### Page excerpt
The ministry gave four possible explanations for the spill in its statement. The oil could have leaked from an offshore rig or a tanker passing in the Gulf of Suez, 10 kilometres from Hurghada, it said, or a leak may have been caused by an attempted sabotage of rig equipment. The crude could have also erupted from rocks on one of the islands off the coast due to high temperatures, it said.

Maybe it is matter of trust, maybe it is the fact that the Ministries of Oil and Environment do not really react to the size of the environmental and economic disaster this spill regardless of how small it is has caused. We are speaking about a very sensitive eco-system, we are speaking about hundreds of reservations are cancelled whether locally and internationally.

We do not have to wait till having a real catastrophe like Gulf of Mexico, this spill regardless from ship or from platform is like a wakeup call, we should have some proactive system for any similar incident.

“Everything will return to normal in a very short period,” the statement of the Petroleum Ministry said last month, without giving further details on the impact of the spill or its origin.

### Request A
Collect each line in the rows below that contains the string "railing", copying every such line in full.

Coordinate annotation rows
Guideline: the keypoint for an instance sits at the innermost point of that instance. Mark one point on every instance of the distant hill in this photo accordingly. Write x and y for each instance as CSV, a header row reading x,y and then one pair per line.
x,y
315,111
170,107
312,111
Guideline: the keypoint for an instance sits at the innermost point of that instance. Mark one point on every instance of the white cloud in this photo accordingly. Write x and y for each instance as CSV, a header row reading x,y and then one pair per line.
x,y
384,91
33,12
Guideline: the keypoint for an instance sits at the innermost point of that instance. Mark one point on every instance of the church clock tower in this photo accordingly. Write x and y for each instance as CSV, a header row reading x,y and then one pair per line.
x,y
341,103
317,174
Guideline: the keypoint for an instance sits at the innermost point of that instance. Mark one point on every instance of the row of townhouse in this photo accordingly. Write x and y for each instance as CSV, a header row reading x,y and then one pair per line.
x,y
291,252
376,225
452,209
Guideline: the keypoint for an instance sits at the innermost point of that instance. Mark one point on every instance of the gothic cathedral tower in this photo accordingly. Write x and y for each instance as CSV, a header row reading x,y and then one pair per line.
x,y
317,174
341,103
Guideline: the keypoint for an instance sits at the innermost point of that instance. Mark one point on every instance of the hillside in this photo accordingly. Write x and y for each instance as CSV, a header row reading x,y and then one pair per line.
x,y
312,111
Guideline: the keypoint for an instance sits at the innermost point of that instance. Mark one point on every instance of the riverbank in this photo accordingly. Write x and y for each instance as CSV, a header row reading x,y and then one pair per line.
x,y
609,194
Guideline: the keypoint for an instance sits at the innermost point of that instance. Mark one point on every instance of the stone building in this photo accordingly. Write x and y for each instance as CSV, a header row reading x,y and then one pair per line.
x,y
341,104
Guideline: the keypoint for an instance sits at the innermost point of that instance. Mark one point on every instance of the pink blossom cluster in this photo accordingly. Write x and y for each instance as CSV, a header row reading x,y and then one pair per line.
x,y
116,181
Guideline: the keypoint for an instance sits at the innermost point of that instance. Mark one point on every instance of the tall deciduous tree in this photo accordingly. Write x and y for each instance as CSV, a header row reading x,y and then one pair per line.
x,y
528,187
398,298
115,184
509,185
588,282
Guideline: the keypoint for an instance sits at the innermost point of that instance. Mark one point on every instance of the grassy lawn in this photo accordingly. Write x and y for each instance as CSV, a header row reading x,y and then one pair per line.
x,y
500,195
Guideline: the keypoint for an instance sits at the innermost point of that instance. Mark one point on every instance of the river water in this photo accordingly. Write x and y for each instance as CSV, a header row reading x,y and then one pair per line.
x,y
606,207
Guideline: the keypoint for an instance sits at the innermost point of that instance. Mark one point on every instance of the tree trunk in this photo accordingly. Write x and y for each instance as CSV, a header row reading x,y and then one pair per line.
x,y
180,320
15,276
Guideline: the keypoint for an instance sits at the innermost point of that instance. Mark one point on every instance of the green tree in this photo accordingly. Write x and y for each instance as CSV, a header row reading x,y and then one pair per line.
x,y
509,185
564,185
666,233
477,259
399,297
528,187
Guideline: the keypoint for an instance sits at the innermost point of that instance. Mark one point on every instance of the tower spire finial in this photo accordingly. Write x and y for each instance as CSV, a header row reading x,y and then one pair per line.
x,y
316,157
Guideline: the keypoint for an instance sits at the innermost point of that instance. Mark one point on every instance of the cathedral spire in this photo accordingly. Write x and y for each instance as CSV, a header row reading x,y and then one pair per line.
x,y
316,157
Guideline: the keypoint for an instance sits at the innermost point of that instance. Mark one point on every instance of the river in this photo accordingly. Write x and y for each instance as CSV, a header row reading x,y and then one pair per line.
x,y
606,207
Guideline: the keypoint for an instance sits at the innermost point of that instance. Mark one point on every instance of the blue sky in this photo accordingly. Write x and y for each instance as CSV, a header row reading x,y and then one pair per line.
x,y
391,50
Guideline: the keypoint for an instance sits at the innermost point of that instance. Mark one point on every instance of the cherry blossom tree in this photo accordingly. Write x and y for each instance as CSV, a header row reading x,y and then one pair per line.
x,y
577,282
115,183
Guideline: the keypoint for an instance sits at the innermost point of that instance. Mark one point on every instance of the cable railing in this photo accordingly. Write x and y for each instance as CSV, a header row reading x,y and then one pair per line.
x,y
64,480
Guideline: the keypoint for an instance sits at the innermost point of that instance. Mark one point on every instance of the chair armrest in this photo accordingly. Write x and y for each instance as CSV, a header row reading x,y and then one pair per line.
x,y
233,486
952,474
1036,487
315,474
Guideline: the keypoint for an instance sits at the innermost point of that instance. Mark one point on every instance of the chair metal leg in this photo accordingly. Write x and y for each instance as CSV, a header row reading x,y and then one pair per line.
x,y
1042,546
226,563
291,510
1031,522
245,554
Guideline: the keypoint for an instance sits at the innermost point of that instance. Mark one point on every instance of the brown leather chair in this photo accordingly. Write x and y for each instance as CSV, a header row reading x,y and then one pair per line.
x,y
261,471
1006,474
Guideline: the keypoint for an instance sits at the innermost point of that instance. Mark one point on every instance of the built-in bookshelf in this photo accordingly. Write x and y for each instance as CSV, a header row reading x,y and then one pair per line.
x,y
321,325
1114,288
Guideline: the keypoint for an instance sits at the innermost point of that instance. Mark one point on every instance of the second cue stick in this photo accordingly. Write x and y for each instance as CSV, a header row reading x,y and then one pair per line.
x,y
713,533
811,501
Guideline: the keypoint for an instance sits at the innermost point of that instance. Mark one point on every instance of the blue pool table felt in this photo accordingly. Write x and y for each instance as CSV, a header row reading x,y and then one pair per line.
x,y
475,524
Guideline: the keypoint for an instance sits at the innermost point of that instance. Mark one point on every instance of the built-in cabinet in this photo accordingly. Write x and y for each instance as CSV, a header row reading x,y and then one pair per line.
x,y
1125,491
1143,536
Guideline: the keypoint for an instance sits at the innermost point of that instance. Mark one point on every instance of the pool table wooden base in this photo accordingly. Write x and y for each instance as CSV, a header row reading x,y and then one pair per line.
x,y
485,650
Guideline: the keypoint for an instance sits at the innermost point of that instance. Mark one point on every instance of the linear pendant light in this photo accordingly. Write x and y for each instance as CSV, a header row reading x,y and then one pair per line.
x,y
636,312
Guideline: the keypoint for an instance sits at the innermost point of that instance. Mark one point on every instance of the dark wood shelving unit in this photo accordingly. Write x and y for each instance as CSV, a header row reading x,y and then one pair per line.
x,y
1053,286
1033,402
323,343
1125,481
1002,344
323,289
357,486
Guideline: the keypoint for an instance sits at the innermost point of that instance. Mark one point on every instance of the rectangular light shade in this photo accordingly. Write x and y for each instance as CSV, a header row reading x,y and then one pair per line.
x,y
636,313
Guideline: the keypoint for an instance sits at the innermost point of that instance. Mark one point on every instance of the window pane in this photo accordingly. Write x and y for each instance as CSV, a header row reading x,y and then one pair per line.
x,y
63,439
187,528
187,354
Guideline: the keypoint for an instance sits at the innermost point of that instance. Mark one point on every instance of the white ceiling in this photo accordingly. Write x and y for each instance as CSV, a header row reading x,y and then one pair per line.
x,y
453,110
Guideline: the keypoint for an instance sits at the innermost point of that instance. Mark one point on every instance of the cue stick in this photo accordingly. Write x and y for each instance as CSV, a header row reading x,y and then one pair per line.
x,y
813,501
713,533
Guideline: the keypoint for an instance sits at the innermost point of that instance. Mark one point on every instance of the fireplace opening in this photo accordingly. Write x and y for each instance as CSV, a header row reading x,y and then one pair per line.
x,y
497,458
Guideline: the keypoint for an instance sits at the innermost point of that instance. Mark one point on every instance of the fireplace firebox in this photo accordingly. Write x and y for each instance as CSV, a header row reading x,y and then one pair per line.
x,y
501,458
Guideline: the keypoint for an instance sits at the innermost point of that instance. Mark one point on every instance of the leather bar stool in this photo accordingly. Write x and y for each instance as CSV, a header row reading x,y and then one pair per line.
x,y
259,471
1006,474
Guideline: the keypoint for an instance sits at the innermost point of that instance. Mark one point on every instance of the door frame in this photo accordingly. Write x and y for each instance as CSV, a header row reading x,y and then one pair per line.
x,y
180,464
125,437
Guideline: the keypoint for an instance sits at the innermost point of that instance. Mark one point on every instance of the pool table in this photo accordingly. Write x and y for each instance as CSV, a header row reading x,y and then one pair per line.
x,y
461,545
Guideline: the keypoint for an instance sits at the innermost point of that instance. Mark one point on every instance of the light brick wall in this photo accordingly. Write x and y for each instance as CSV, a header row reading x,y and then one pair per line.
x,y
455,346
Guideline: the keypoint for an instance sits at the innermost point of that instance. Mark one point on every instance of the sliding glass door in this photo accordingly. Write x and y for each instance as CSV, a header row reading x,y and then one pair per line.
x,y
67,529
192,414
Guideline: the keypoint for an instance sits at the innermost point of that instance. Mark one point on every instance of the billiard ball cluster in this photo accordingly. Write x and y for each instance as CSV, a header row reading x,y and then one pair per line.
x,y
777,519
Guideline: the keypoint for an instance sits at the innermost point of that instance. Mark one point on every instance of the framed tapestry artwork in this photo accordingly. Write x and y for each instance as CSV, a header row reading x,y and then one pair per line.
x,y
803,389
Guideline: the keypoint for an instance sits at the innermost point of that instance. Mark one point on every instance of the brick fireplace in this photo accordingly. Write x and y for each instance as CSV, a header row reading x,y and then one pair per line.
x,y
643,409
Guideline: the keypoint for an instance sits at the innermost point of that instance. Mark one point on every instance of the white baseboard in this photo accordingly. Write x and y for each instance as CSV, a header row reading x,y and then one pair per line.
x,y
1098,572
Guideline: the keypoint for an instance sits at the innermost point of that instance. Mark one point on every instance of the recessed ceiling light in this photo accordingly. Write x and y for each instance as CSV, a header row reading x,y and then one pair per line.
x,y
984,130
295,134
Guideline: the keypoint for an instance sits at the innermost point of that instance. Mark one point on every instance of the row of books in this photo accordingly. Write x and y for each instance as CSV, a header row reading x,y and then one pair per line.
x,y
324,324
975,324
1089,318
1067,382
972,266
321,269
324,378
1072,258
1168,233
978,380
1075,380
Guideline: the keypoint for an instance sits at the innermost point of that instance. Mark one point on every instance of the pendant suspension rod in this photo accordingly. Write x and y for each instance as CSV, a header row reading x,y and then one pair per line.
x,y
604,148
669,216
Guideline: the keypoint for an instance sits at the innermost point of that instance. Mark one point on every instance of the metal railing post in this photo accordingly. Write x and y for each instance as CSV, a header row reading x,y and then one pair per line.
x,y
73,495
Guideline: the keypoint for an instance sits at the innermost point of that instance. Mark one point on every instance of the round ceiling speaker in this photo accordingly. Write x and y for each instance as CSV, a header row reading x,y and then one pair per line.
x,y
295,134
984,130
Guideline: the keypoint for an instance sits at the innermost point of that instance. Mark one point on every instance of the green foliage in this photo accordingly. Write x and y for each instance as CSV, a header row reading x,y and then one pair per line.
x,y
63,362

### Request B
Transcribe the whole oil spill text above word for word.

### Task solution A
Guideline: the keypoint for an instance sits at the innermost point of that instance. Mark one point on every instance of the cable railing in this photo accordingly. Write x and y for each instance as CSV, a header row reading x,y and then one pair per line.
Guideline: the keypoint for an instance sits at the innermost point of that instance. Mark one point on every instance of the metal railing post in this photo accordingly. Write x and y for each instance as CSV, a header row reading x,y and then one pair per line.

### Task solution B
The ministry gave four possible explanations for the spill in its statement. The oil could have leaked from an offshore rig or a tanker passing in the Gulf of Suez, 10 kilometres from Hurghada, it said, or a leak may have been caused by an attempted sabotage of rig equipment. The crude could have also erupted from rocks on one of the islands off the coast due to high temperatures, it said.

Maybe it is matter of trust, maybe it is the fact that the Ministries of Oil and Environment do not really react to the size of the environmental and economic disaster this spill regardless of how small it is has caused. We are speaking about a very sensitive eco-system, we are speaking about hundreds of reservations are cancelled whether locally and internationally.

We do not have to wait till having a real catastrophe like Gulf of Mexico, this spill regardless from ship or from platform is like a wakeup call, we should have some proactive system for any similar incident.

“Everything will return to normal in a very short period,” the statement of the Petroleum Ministry said last month, without giving further details on the impact of the spill or its origin.